Stored entries
## begin

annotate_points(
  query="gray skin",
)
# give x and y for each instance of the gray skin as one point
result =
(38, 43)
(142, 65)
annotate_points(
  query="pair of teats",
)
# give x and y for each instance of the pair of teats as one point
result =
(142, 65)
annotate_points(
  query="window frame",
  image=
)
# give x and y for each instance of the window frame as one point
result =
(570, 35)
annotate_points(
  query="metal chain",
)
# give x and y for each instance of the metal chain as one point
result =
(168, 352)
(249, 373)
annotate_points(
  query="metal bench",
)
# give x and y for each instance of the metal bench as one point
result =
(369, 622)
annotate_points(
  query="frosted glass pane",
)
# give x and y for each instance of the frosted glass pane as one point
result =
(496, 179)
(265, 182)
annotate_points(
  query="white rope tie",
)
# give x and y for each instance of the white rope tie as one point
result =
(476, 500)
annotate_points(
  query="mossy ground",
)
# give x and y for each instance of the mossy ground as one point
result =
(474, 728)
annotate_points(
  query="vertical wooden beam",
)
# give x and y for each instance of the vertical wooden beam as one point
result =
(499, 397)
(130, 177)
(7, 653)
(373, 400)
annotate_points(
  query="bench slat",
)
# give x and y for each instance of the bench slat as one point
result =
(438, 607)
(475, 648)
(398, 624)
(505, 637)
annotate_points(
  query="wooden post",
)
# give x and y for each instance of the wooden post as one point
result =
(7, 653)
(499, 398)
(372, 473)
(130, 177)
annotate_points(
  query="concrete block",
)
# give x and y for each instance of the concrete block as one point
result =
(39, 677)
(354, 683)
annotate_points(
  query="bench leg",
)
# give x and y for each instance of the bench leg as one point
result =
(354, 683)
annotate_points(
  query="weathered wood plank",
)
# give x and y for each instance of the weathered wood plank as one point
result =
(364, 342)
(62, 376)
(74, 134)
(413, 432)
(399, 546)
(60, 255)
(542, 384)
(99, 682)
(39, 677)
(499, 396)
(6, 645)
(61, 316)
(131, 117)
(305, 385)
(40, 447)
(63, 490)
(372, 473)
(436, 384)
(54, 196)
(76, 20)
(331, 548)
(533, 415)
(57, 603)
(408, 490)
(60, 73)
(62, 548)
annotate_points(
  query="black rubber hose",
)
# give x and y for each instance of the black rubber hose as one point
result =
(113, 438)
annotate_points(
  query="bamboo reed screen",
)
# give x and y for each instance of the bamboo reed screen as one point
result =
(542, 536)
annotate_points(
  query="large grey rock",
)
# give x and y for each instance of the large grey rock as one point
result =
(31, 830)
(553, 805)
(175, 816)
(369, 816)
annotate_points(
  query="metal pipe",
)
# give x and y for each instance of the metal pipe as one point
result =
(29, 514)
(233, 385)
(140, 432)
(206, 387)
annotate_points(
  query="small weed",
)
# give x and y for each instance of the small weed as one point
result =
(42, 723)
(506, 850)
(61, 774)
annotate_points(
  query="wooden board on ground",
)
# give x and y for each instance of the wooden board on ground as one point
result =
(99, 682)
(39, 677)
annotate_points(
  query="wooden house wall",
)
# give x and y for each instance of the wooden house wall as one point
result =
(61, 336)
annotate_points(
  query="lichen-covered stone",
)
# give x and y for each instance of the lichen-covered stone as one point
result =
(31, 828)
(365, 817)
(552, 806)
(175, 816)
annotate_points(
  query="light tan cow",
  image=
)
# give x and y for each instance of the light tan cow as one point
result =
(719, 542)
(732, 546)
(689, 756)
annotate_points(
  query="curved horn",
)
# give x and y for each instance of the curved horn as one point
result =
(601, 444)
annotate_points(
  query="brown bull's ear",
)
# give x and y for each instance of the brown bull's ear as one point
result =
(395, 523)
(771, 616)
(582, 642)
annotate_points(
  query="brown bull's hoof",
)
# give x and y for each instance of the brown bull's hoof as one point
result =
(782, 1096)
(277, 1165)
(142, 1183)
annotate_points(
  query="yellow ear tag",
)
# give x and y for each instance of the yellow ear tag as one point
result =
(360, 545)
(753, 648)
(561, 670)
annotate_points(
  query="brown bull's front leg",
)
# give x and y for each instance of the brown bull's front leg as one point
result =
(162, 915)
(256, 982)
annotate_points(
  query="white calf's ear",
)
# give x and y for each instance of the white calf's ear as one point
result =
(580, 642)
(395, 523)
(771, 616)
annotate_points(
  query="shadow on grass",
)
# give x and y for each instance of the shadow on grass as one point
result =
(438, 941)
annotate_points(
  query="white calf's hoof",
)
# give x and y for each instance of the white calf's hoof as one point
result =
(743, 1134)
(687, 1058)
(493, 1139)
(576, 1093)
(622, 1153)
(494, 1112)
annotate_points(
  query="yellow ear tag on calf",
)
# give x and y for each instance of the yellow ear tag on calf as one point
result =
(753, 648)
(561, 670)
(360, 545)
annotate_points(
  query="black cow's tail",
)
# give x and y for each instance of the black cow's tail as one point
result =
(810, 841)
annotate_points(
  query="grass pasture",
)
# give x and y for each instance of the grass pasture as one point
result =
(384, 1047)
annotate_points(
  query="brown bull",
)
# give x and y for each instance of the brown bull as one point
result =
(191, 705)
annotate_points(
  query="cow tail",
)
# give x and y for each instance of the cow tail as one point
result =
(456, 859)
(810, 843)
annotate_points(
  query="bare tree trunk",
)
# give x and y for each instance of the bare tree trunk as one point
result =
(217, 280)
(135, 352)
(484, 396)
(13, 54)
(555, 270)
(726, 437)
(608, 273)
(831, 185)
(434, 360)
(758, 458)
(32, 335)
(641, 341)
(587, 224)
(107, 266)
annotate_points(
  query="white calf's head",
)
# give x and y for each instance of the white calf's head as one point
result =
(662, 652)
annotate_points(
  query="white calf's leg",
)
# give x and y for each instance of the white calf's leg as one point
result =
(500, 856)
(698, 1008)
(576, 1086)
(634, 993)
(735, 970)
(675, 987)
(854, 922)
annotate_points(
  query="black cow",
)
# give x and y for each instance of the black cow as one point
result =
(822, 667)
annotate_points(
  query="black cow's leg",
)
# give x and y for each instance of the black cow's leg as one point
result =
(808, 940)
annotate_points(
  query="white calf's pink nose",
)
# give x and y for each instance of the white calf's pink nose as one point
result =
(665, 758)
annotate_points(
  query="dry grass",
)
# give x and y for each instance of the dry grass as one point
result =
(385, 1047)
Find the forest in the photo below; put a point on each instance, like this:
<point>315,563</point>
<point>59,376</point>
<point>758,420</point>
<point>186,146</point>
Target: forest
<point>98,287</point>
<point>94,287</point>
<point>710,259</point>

## end

◆ **SET EXERCISE**
Using the listing above, retype each line exactly.

◆ **RESULT**
annotate_points(
  query="gray skin",
)
# give x and y for each instance of the gray skin as one point
result =
(38, 43)
(142, 65)
annotate_points(
  query="pair of teats",
)
# give x and y for each instance of the pair of teats as one point
result =
(142, 65)
annotate_points(
  query="window frame",
  image=
)
# give x and y for each instance of the window frame as one point
result =
(570, 35)
annotate_points(
  query="metal chain",
)
# give x and y for each instance of the metal chain as one point
result =
(168, 352)
(249, 373)
annotate_points(
  query="metal bench",
)
# give x and y for each instance of the metal bench as one point
result =
(369, 622)
annotate_points(
  query="frosted glass pane",
)
# give x and y for each instance of the frosted glass pane as one point
result =
(496, 179)
(265, 182)
annotate_points(
  query="white rope tie",
)
# give x and y for each instance of the white rope tie as one point
result =
(476, 500)
annotate_points(
  query="mossy ground",
)
# give x and y for each instance of the mossy ground as one point
result =
(474, 728)
annotate_points(
  query="vertical wooden beam",
)
# give x and y for each instance of the vertical wooden beam as one point
result =
(499, 397)
(130, 177)
(7, 653)
(373, 400)
annotate_points(
  query="bench slat",
)
# give x and y for each instance of the bench slat as one point
result =
(438, 607)
(475, 648)
(398, 624)
(505, 637)
annotate_points(
  query="wooden post",
)
# give x and y for each instance of the wooden post as one point
result =
(7, 653)
(499, 398)
(372, 473)
(130, 177)
annotate_points(
  query="concrete block",
)
# give x and y for each instance of the concrete block as one point
result =
(39, 677)
(354, 683)
annotate_points(
  query="bench leg",
)
# give x and y for each instance of the bench leg as one point
result =
(354, 683)
annotate_points(
  query="weathered wood plank",
)
# give x and y for each instance of the weathered wood plank as one point
result =
(364, 342)
(62, 376)
(74, 134)
(413, 432)
(399, 546)
(60, 255)
(542, 384)
(99, 682)
(39, 677)
(499, 396)
(6, 645)
(61, 316)
(131, 117)
(305, 385)
(40, 447)
(63, 490)
(372, 473)
(436, 384)
(54, 196)
(76, 20)
(331, 548)
(533, 415)
(57, 603)
(408, 490)
(60, 73)
(62, 548)
annotate_points(
  query="black rubber hose",
)
# give x and y for each instance of the black rubber hose as one point
result =
(113, 438)
annotate_points(
  query="bamboo reed screen",
)
# give x and y for each instance of the bamboo reed screen as one point
result =
(542, 536)
annotate_points(
  query="large grey rock",
)
# give x and y for each instance of the large grey rock as one point
result =
(31, 830)
(553, 805)
(175, 816)
(369, 816)
annotate_points(
  query="metal pipe",
)
# give x and y for each instance of the metal pipe as one point
result =
(29, 514)
(233, 385)
(140, 432)
(206, 387)
annotate_points(
  query="small weed",
)
# give x and y for each instance of the small weed as one point
result =
(42, 723)
(506, 850)
(61, 774)
annotate_points(
  query="wooden board on ground",
)
# give x and y for each instance of the wooden board on ground as one point
result =
(99, 682)
(39, 677)
annotate_points(
  query="wooden house wall",
)
# give x and y for each instance of the wooden house wall as one point
result =
(61, 336)
annotate_points(
  query="lichen-covered stone",
)
# give x and y for each instance of the lichen-covered stone as one point
result =
(31, 828)
(365, 817)
(552, 806)
(175, 816)
annotate_points(
  query="light tan cow",
  image=
)
# give x and y for each instance of the light tan cow as one point
result =
(719, 542)
(732, 546)
(689, 756)
annotate_points(
  query="curved horn",
)
# give x and y for each instance of the curved horn as one point
result =
(601, 444)
annotate_points(
  query="brown bull's ear",
)
# give x and y for each instance of the brown bull's ear as one point
result =
(395, 523)
(771, 616)
(582, 642)
annotate_points(
  query="brown bull's hoof",
)
# give x and y for each instance of the brown bull's hoof as one point
result =
(782, 1096)
(277, 1165)
(142, 1183)
annotate_points(
  query="yellow ear tag",
)
# give x and y for each instance of the yellow ear tag as one point
result =
(360, 545)
(753, 648)
(561, 670)
annotate_points(
  query="brown bull's front leg",
)
# give x and y for each instance of the brown bull's front leg as one point
result =
(162, 915)
(256, 982)
annotate_points(
  query="white calf's ear",
)
# give x and y for each instance of the white calf's ear as one point
result =
(580, 642)
(395, 523)
(771, 616)
annotate_points(
  query="shadow on grass",
)
# give x and y for each instance of the shadow on grass as one point
result =
(438, 941)
annotate_points(
  query="white calf's hoof",
)
# give x and y for each instance of the white calf's hoof as one point
result =
(743, 1134)
(687, 1058)
(493, 1139)
(576, 1093)
(622, 1153)
(494, 1112)
annotate_points(
  query="yellow ear tag on calf",
)
# give x and y for each instance of the yellow ear tag on calf as one point
result =
(753, 648)
(561, 670)
(360, 545)
annotate_points(
  query="black cow's tail",
)
# give x and y for each instance of the black cow's tail as one point
result =
(810, 841)
annotate_points(
  query="grass pasture",
)
# give x and y for each instance of the grass pasture as one point
result =
(384, 1047)
annotate_points(
  query="brown bull",
)
# give x and y for each instance of the brown bull as one point
result =
(191, 705)
annotate_points(
  query="cow tail",
)
# give x and y for each instance of the cow tail as one point
result =
(456, 859)
(810, 843)
annotate_points(
  query="bare tree trunk",
)
# give x and y for each instance of the bare tree trunk as one point
result =
(217, 280)
(135, 352)
(484, 396)
(13, 54)
(555, 270)
(726, 437)
(608, 273)
(831, 185)
(434, 360)
(758, 458)
(32, 335)
(641, 341)
(587, 224)
(107, 266)
annotate_points(
  query="white calf's head",
)
# give x and y for each instance of the white calf's head as one point
result =
(662, 652)
annotate_points(
  query="white calf's leg",
)
# give x and y for each instance of the white calf's leg as one point
result =
(500, 856)
(698, 1008)
(576, 1086)
(634, 993)
(735, 970)
(675, 987)
(854, 922)
annotate_points(
  query="black cow",
)
# give x and y for each instance of the black cow as one point
result =
(822, 667)
annotate_points(
  query="black cow's leg",
)
# give x and y for each instance of the black cow's leg as one point
result =
(808, 940)
annotate_points(
  query="white calf's pink nose",
)
# give x and y for each instance of the white calf's pink nose as one point
result =
(665, 758)
annotate_points(
  query="dry grass",
)
# give x and y for each instance of the dry grass as one point
result =
(385, 1047)
Find the forest in the photo below; put a point on each instance, like this:
<point>315,563</point>
<point>59,376</point>
<point>758,420</point>
<point>186,146</point>
Target: forest
<point>98,287</point>
<point>94,287</point>
<point>710,259</point>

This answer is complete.